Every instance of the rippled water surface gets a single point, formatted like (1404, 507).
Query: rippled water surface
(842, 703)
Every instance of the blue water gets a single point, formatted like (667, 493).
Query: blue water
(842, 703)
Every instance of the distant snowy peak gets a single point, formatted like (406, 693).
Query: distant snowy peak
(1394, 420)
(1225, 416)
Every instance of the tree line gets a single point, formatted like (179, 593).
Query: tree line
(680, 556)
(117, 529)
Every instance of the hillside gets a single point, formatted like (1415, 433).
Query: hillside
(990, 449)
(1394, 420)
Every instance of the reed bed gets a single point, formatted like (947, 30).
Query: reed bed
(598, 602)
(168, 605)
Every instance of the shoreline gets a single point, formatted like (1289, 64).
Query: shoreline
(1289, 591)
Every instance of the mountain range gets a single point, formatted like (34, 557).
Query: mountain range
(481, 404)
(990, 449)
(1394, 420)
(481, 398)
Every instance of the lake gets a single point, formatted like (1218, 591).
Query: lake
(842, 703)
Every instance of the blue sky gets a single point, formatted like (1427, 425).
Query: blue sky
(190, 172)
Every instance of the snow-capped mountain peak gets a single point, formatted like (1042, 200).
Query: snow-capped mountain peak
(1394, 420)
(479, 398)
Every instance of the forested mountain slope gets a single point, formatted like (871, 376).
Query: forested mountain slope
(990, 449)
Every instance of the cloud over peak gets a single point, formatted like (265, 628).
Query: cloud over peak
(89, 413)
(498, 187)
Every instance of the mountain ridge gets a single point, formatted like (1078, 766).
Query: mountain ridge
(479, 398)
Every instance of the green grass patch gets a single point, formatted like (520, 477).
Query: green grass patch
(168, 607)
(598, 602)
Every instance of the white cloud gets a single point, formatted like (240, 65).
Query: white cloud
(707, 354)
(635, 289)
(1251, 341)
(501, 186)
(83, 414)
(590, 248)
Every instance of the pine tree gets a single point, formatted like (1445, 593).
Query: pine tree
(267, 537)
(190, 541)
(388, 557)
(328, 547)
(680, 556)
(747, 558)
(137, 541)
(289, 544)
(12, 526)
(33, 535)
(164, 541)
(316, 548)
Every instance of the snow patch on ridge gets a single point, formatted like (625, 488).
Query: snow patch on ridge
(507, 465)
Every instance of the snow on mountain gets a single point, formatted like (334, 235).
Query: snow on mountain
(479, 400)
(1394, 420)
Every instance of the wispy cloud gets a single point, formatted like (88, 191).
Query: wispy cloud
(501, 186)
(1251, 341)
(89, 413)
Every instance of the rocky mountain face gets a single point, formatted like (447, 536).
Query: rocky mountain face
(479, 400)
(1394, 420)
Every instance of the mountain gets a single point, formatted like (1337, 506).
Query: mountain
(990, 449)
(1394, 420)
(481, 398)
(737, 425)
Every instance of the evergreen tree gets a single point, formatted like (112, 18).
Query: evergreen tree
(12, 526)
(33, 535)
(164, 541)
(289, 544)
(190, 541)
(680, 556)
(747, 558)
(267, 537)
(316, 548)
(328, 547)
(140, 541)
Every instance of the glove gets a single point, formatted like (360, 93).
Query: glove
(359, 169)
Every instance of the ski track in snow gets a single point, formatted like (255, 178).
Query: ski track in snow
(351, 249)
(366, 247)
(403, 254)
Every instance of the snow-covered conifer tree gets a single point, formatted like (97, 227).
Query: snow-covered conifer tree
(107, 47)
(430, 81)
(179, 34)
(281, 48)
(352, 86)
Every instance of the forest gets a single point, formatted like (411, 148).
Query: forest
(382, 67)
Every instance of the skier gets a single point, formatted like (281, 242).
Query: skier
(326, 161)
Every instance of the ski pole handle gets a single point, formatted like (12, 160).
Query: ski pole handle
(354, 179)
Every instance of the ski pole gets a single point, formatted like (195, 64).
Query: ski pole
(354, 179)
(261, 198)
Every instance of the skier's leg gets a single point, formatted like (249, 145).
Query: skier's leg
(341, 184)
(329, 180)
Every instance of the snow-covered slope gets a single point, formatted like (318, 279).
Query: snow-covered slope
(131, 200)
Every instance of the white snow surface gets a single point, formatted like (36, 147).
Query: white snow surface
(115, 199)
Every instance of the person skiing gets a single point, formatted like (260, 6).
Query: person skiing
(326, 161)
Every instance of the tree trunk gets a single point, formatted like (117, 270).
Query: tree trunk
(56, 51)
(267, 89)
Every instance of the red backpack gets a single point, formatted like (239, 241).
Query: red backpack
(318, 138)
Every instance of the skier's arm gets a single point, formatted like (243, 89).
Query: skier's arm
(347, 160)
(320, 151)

Exercise prompt: Format the lines above as a Markdown table with the columns "No." and "Text", one line per row, numbered in order, skipping any blank lines.

Completed task:
| No. | Text |
|---|---|
| 1 | Every instance of the rippled water surface gets a single point, formatted like (1404, 507). |
| 2 | Query: rippled water surface |
| 3 | (842, 703) |
| 4 | Every instance of the blue water gets a single point, formatted like (667, 493). |
| 5 | Query: blue water |
| 6 | (842, 703) |
| 7 | Every instance of the distant snowy peak gets a single point, formatted like (406, 693). |
| 8 | Query: distant snowy peak |
| 9 | (1394, 420) |
| 10 | (1225, 416) |
| 11 | Every instance of the tree line gets a single point, formatted like (179, 593). |
| 12 | Query: tree line |
| 13 | (680, 556) |
| 14 | (117, 529) |
| 15 | Every instance of the hillside gets a single point, formatted like (1415, 433). |
| 16 | Query: hillside |
| 17 | (990, 449) |
| 18 | (1394, 420) |
| 19 | Every instance of the reed bed gets a single point, formatted like (947, 30). |
| 20 | Query: reed bed |
| 21 | (598, 602) |
| 22 | (168, 605) |
| 23 | Every instance of the shoreline gets a single point, formatted like (1289, 64). |
| 24 | Query: shoreline |
| 25 | (1289, 591) |
| 26 | Every instance of the mountain range gets a single point, formatted like (34, 557). |
| 27 | Query: mountain range |
| 28 | (481, 404) |
| 29 | (990, 449) |
| 30 | (1394, 420) |
| 31 | (481, 398) |
| 32 | Every instance of the lake gets a single point, formatted like (1218, 591). |
| 33 | Query: lake |
| 34 | (842, 703) |
| 35 | Every instance of the blue sky gets a single point, formatted like (1427, 425). |
| 36 | Query: blue sky |
| 37 | (190, 172) |
| 38 | Every instance of the snow-capped mountain peak gets a single point, formatted like (1042, 200). |
| 39 | Query: snow-capped mountain peak |
| 40 | (1394, 420) |
| 41 | (479, 398) |
| 42 | Every instance of the forested mountain slope gets a single point, formatted like (871, 376). |
| 43 | Query: forested mountain slope |
| 44 | (990, 449) |
| 45 | Every instance of the cloud over peak gets a single point, formatted like (265, 628). |
| 46 | Query: cloud over peak |
| 47 | (89, 413) |
| 48 | (498, 187) |
| 49 | Every instance of the mountain ridge gets a single point, formatted like (1078, 766). |
| 50 | Query: mountain ridge |
| 51 | (479, 398) |
| 52 | Every instance of the green grass patch gets a single point, formatted like (520, 477). |
| 53 | Query: green grass patch |
| 54 | (168, 607) |
| 55 | (598, 602) |
| 56 | Every instance of the white cloud gets a single point, formatted like (240, 65). |
| 57 | Query: white cloud |
| 58 | (707, 354) |
| 59 | (635, 289) |
| 60 | (1251, 341) |
| 61 | (501, 186) |
| 62 | (83, 414) |
| 63 | (590, 248) |
| 64 | Every instance of the pine tree gets a single point, formatted like (1445, 593). |
| 65 | Query: pine tree |
| 66 | (267, 537) |
| 67 | (190, 541) |
| 68 | (388, 557) |
| 69 | (328, 547) |
| 70 | (680, 556) |
| 71 | (747, 558) |
| 72 | (137, 541) |
| 73 | (289, 544) |
| 74 | (12, 526) |
| 75 | (33, 535) |
| 76 | (164, 541) |
| 77 | (316, 548) |
| 78 | Every instance of the snow patch on ridge gets a single point, formatted like (625, 488). |
| 79 | Query: snow patch on ridge |
| 80 | (507, 465) |
| 81 | Every instance of the snow on mountain gets a single point, formatted like (334, 235). |
| 82 | Query: snow on mountain |
| 83 | (479, 400) |
| 84 | (1394, 420) |
| 85 | Every instance of the wispy cloud gets a single point, formatted like (88, 191). |
| 86 | Query: wispy cloud |
| 87 | (501, 186) |
| 88 | (1251, 341) |
| 89 | (89, 413) |
| 90 | Every instance of the rocky mountain face gets a single point, formatted like (447, 536). |
| 91 | Query: rocky mountain face |
| 92 | (479, 400) |
| 93 | (1394, 420) |
| 94 | Every instance of the mountain gets a single point, formatted like (1337, 506). |
| 95 | Query: mountain |
| 96 | (990, 449) |
| 97 | (1394, 420) |
| 98 | (481, 398) |
| 99 | (737, 425) |
| 100 | Every instance of the evergreen tree gets a single point, formatted like (112, 18). |
| 101 | Query: evergreen tree |
| 102 | (12, 526) |
| 103 | (33, 535) |
| 104 | (164, 541) |
| 105 | (289, 544) |
| 106 | (190, 541) |
| 107 | (680, 556) |
| 108 | (747, 558) |
| 109 | (267, 537) |
| 110 | (316, 548) |
| 111 | (328, 547) |
| 112 | (140, 541) |
| 113 | Every instance of the glove gets a single point, formatted like (360, 93). |
| 114 | Query: glove |
| 115 | (359, 169) |
| 116 | Every instance of the ski track in snow gets a single point, formatted like (255, 178). |
| 117 | Query: ski track in snow |
| 118 | (351, 249) |
| 119 | (366, 247) |
| 120 | (403, 254) |
| 121 | Every instance of the snow-covered conifer tree gets a single point, formatted like (97, 227). |
| 122 | Query: snow-covered conifer tree |
| 123 | (107, 47) |
| 124 | (430, 81) |
| 125 | (179, 34) |
| 126 | (281, 48) |
| 127 | (352, 86) |
| 128 | Every instance of the forest gets a single point, formatted like (411, 148). |
| 129 | Query: forest |
| 130 | (382, 67) |
| 131 | Every instance of the skier gets a single point, formatted like (281, 242). |
| 132 | Query: skier |
| 133 | (326, 161) |
| 134 | Every instance of the ski pole handle gets a single point, formatted like (12, 160). |
| 135 | Query: ski pole handle |
| 136 | (354, 179) |
| 137 | Every instance of the ski pole gets a single point, formatted like (195, 64). |
| 138 | Query: ski pole |
| 139 | (354, 179) |
| 140 | (261, 198) |
| 141 | Every instance of the skier's leg gets a single point, formatted like (249, 145). |
| 142 | Query: skier's leg |
| 143 | (341, 184) |
| 144 | (329, 180) |
| 145 | Every instance of the snow-covered slope gets a single point, formatted like (318, 279). |
| 146 | Query: snow-covered slope |
| 147 | (131, 200) |
| 148 | Every instance of the white snow surface gets a single point, formatted like (36, 147). |
| 149 | Query: white snow surface |
| 150 | (115, 199) |
| 151 | Every instance of the person skiing gets a single point, formatted like (260, 6). |
| 152 | Query: person skiing |
| 153 | (326, 161) |
| 154 | Every instance of the tree trunk gets a single point, formatted like (117, 270). |
| 155 | Query: tree trunk |
| 156 | (56, 51) |
| 157 | (267, 89) |
| 158 | Every instance of the red backpack gets a single point, formatted like (239, 241). |
| 159 | Query: red backpack |
| 160 | (318, 138) |
| 161 | Every instance of the skier's arm gets a single point, formatted like (243, 89). |
| 162 | Query: skier's arm |
| 163 | (347, 160) |
| 164 | (320, 151) |